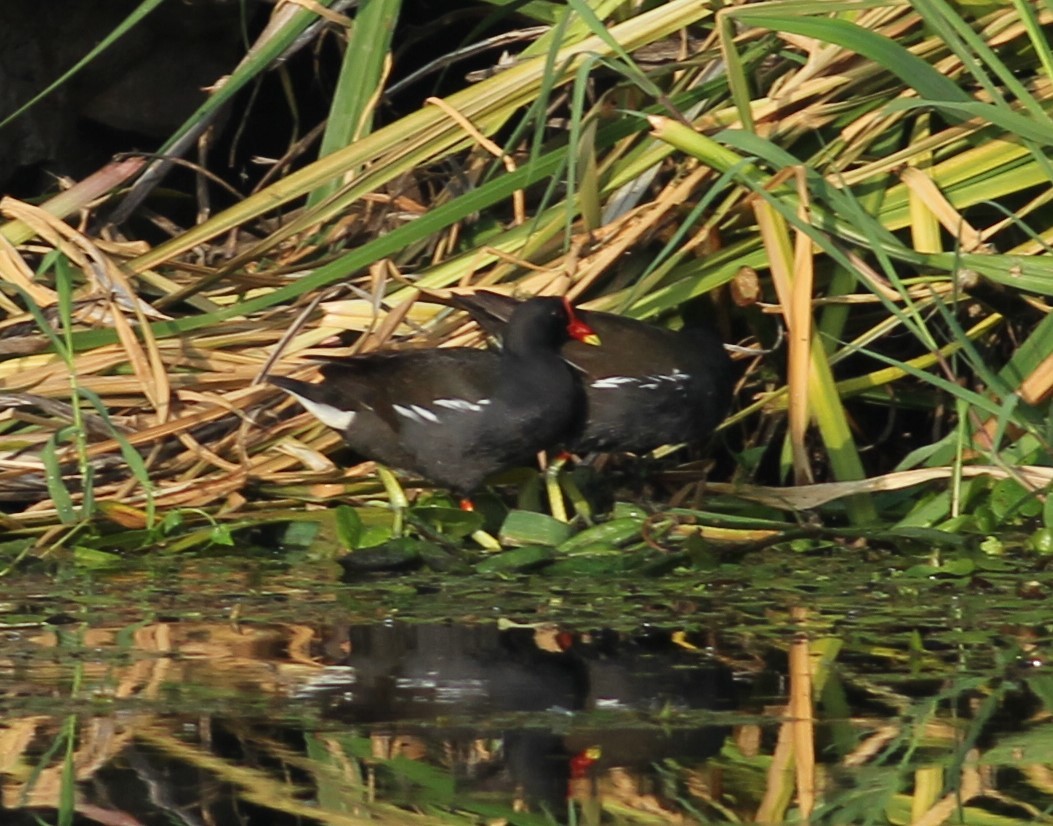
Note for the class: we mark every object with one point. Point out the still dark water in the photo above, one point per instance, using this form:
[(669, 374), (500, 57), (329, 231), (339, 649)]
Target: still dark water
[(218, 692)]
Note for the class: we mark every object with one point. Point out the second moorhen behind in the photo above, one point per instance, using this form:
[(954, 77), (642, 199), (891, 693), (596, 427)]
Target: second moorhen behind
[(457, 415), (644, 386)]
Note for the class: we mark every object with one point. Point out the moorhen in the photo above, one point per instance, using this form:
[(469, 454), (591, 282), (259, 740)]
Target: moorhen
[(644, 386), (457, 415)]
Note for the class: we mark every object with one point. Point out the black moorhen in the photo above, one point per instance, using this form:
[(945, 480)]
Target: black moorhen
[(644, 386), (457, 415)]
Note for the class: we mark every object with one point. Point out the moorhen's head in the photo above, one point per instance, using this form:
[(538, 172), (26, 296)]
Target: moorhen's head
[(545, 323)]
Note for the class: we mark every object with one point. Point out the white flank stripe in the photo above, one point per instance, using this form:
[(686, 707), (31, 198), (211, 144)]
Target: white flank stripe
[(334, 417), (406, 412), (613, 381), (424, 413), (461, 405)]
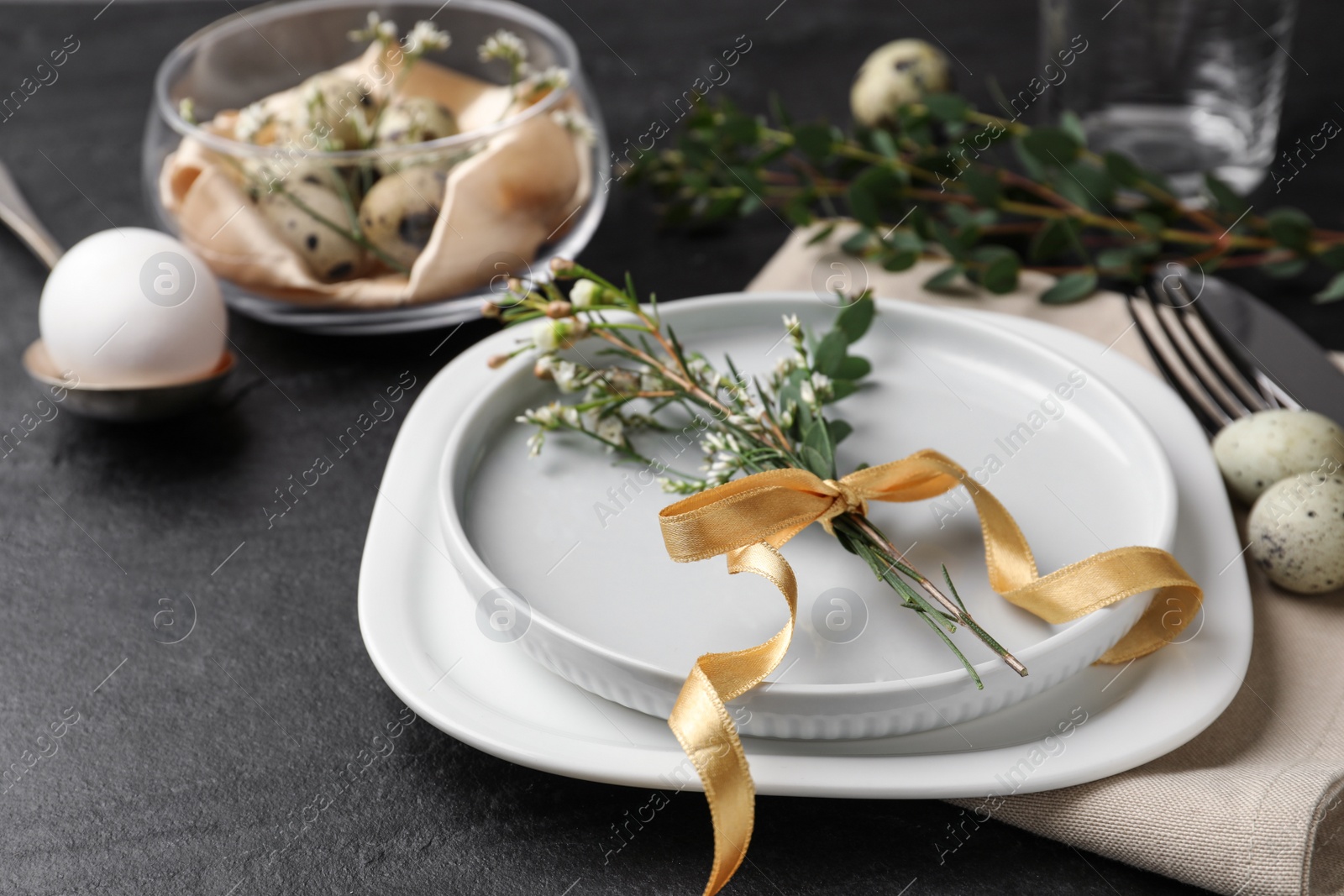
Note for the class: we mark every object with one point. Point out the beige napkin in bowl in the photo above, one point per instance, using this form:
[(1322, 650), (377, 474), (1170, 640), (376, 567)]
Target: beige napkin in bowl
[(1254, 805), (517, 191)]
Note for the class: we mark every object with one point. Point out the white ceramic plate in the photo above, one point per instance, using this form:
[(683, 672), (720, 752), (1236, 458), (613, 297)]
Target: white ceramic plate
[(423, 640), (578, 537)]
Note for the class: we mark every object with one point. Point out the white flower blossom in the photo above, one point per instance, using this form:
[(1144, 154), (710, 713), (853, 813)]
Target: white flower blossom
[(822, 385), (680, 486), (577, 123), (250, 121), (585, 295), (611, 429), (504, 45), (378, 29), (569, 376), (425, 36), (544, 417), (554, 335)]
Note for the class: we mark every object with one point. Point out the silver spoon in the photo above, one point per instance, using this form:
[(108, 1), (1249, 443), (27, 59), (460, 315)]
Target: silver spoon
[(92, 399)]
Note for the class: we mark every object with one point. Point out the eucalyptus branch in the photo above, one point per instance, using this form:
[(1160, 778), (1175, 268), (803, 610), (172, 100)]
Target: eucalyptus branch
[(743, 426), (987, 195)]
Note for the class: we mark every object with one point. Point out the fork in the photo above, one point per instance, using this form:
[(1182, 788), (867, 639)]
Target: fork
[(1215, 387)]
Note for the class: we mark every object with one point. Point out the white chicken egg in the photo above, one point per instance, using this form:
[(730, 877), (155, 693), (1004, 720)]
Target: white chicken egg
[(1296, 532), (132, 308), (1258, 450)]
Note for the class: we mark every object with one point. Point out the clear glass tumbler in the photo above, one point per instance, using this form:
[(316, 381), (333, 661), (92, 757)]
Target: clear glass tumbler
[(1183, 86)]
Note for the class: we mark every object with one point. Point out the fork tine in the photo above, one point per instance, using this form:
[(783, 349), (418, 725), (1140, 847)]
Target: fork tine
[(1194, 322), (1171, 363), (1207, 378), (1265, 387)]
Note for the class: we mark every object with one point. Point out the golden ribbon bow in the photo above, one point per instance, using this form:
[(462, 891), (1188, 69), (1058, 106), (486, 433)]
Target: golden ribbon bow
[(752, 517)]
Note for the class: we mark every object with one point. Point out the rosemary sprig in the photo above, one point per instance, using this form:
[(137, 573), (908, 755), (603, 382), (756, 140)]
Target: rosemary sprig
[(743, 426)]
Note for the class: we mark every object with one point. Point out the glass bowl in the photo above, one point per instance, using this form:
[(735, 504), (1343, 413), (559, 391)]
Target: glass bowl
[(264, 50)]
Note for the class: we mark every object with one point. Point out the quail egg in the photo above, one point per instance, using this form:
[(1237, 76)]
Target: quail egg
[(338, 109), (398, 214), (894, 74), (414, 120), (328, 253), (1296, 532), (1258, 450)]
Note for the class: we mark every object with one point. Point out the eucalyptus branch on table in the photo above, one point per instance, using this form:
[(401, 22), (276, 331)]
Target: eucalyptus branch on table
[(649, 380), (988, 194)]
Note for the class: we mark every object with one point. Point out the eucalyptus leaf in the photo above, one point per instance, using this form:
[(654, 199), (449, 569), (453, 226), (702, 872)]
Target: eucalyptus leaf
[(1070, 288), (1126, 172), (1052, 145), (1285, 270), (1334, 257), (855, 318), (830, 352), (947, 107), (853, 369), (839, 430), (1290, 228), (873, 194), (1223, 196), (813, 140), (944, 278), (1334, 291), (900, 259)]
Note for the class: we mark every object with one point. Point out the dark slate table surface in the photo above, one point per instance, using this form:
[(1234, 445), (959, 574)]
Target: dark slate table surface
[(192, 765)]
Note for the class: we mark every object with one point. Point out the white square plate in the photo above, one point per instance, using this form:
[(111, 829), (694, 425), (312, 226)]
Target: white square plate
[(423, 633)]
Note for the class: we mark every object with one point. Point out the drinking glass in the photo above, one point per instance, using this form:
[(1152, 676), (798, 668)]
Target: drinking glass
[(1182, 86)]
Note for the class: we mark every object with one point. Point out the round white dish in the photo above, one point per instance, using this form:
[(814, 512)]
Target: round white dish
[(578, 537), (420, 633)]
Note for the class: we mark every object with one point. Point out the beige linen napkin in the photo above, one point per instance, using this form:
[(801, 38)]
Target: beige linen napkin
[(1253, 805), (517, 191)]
□ □ □ □ □ □ □
• Brief: If an entry contains a picture, leave it out and repeat the rest exactly.

• Written solution:
Note for the class: we mark every object with one point. Point out the still dark water in the photo above, one point per instance, using this form:
[(669, 374), (500, 57), (329, 231), (339, 649)]
Target: still dark water
[(218, 692)]
Note for the class: we mark every object with one point. Point out the second moorhen behind in the photo above, one point per instance, using this form:
[(954, 77), (642, 199), (891, 693), (596, 427)]
Target: second moorhen behind
[(457, 415), (644, 386)]
Note for the class: we mark every object with one point. Point out the moorhen in the photo above, one point per instance, using this form:
[(469, 454), (591, 282), (259, 740)]
Target: moorhen
[(644, 386), (457, 415)]
Note for the class: we mark every object with one point. Point out the black moorhen in the photo above, one point per instance, using this form:
[(945, 480)]
Target: black moorhen
[(644, 386), (457, 415)]
Note for the class: we mark every object with one point. Point out the moorhen's head in the photo above, one point per instance, using this form:
[(538, 172), (26, 296)]
Target: moorhen's head
[(545, 323)]
Note for the class: we mark every object with one point. Point out the white flank stripe in the photo above, one point per instance, using this form:
[(686, 707), (31, 198), (211, 144)]
Target: white flank stripe
[(334, 417), (406, 412), (613, 381), (424, 413), (461, 405)]
Note for the class: we mark every object with one point. Point out the beige napkin in bowl in the photo above, one point per instance, using this form:
[(1322, 650), (377, 474), (1170, 640), (376, 567)]
Target: beige napkin in bowl
[(1254, 805), (517, 191)]
Note for the class: we mark every object with one point. Point out the white ceramic plate in the photo above, one point per instance, using this form:
[(683, 672), (720, 752), (1236, 458), (613, 297)]
Target: white ceramic plate
[(423, 640), (578, 537)]
Note for the class: we mark every object with one point. Point out the white flower blossom in the photo above, one point per instance, using this form:
[(1144, 154), (710, 713), (853, 813)]
Target: white flower blossom
[(822, 385), (680, 486), (577, 123), (250, 121), (585, 295), (611, 429), (504, 45), (378, 29), (569, 376), (425, 36), (544, 417), (554, 335)]
Note for the class: we mark every object with one point. Point out the silver spoon in the photo above, one point per instance, using this form:
[(108, 1), (1249, 443), (27, 59), (460, 315)]
Target: silver spoon
[(92, 399)]
Note for the class: we mark every object with one point. Point out the eucalyptus branch in the photo above, one point per instance, using this form:
[(1160, 778), (1175, 268), (803, 610), (172, 100)]
Target: eucalyptus branch
[(743, 426), (987, 195)]
Note for the class: we mark every object with one point. Point out the fork in the photo above, one point per instance, using this form:
[(1182, 788), (867, 639)]
Target: fork
[(1215, 387)]
Note for the class: we mark every object with one point. Point out the white chicken egg in the photo above, one point per instance, using this form:
[(730, 877), (155, 693), (1004, 720)]
Target: white chicken egg
[(1296, 532), (132, 308), (1258, 450)]
Note for the class: we mark every object with one point. Point out the clear glass tumbler in the photo above, one point per instance, using this form:
[(316, 381), (333, 661), (92, 757)]
Target: clear glass tumbler
[(1183, 86)]
Note for the class: we mark every object with one point. Point out the fork tine in the photo above, one point per instance, using this form:
[(783, 349), (418, 725), (1140, 847)]
Target: fork tine
[(1194, 322), (1171, 363), (1207, 378), (1265, 387)]
Note for the class: we mark every object with one point. Point out the golden ribbon bow in the photo above, one point per instance, using this form:
[(462, 891), (1188, 69), (1058, 106), (486, 433)]
Target: golden ribbon bow
[(752, 517)]
Note for the class: we mark every object with one point. Point out the rosemary sprig in the photo above, one point per instance, using this form:
[(137, 573), (908, 755), (603, 382), (756, 140)]
Target: rosemary sprig
[(743, 426)]
Note for the class: we mark every object with one point. Point out the glass bowl in the photo above, one point per instance, using this form:
[(735, 504), (1343, 413), (559, 391)]
Target: glass bowl
[(264, 50)]
Note for the class: we mark every object with one point. Point out the quail egg in the photo above, one point per instance, using this form:
[(1237, 76)]
Target: quail egg
[(338, 109), (398, 214), (894, 74), (414, 120), (328, 253), (1296, 532), (1258, 450)]
Note for the class: we mark every object with one point. Point out the eucalyptus branch on table in the photo above, one point per instance, using this form:
[(401, 22), (276, 331)]
Target: eucalyptus branch on table
[(649, 380), (988, 194)]
Note for the class: we mark every object with one point. Point out the eucalyptus leaf in the photo above, one point per instance, using this form:
[(654, 199), (449, 569), (453, 226), (702, 872)]
Target: eucalyptus leaf
[(1070, 288), (1126, 172), (1052, 145), (1285, 270), (1334, 257), (855, 318), (830, 352), (947, 107), (853, 369), (839, 430), (1290, 228), (873, 194), (1223, 196), (813, 140), (944, 278), (1334, 291), (900, 259)]
Note for the class: we mark every object with one point. Point out the dark slate table surface in the photo above, one point per instance, using this form:
[(1234, 445), (959, 574)]
Target: dark slate table surface
[(192, 765)]
Note for the class: we mark every object with one point. Point out the white square plate in the photo above, one point per instance, using this form:
[(111, 829), (694, 425), (312, 226)]
Target: white square plate
[(423, 633)]
Note for the class: we mark every object with one point. Point out the drinking glass in the photo above, one point per instance, using this form:
[(1152, 676), (798, 668)]
Target: drinking glass
[(1182, 86)]
Note for the class: we mark every object with one point. Point out the round white dish in the photo above, one point per instance, using this form:
[(814, 512)]
Target: round white dish
[(578, 537), (420, 633)]
Note for the class: we mark every object with one point. Point out the beige linen napkin in the photo above, one point per instance, using this form:
[(801, 38)]
Target: beige linen napkin
[(1253, 805), (517, 191)]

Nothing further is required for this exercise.